(Stored entries)
- - - - -

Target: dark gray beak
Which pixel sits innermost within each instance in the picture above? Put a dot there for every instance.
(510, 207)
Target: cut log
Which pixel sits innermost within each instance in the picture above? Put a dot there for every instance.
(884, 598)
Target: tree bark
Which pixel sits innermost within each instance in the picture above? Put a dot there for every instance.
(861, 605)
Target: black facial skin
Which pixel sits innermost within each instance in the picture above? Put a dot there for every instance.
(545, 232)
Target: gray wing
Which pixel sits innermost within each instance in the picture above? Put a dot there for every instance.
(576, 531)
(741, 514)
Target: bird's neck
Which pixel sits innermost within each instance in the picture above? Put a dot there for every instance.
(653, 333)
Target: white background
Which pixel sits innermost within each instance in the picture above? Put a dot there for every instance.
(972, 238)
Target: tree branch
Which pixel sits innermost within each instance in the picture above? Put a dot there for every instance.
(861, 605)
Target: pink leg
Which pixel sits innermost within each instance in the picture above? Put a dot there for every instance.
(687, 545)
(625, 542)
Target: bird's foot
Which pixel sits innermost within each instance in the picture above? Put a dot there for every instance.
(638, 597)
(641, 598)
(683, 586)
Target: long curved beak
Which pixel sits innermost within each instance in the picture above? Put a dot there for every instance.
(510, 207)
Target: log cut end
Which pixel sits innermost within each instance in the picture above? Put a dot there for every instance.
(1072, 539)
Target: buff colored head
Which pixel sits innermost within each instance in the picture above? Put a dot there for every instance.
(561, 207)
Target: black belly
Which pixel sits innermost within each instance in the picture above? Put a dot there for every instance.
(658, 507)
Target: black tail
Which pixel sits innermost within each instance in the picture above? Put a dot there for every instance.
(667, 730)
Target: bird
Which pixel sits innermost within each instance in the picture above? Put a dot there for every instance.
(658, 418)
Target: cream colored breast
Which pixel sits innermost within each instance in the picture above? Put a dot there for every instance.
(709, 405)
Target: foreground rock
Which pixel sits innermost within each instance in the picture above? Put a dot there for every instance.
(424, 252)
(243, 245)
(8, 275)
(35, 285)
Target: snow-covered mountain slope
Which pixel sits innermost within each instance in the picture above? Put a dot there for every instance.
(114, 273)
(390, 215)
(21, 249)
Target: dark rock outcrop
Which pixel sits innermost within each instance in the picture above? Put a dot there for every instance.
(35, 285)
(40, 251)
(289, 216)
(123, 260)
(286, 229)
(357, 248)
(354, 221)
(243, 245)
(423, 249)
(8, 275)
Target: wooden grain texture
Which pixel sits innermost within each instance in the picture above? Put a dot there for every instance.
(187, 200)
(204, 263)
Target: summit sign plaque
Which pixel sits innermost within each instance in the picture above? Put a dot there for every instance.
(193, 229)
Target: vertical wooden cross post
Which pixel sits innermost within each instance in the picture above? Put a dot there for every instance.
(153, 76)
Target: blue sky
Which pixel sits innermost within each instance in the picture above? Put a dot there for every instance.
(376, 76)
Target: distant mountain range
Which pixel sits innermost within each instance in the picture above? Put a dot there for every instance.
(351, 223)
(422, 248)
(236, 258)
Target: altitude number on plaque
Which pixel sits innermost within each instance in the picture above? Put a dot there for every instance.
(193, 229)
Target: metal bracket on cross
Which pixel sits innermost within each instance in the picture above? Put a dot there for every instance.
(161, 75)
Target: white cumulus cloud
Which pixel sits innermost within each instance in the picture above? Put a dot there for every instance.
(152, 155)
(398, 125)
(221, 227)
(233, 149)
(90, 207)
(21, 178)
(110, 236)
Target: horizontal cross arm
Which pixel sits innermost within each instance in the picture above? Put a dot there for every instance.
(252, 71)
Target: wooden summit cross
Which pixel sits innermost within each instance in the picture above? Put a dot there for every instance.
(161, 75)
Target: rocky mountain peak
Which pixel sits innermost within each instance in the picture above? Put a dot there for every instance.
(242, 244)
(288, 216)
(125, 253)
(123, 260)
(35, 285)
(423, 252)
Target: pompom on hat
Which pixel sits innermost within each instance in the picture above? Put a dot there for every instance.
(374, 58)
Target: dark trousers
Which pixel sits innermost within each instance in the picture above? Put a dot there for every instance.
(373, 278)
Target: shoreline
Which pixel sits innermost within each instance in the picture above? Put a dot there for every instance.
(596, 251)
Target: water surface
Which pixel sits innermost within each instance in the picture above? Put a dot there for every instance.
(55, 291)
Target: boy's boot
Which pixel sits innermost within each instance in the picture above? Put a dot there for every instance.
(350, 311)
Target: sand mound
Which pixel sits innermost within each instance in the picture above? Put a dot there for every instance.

- - - - -

Each line from the start of the records through the line holding "Target: cut log" must be returned exactly; nothing else belongs in the answer.

RESULT BELOW:
Target: dark gray beak
Which pixel sits innermost within each instance in the picture above? Put a dot there for every instance.
(510, 207)
Target: cut log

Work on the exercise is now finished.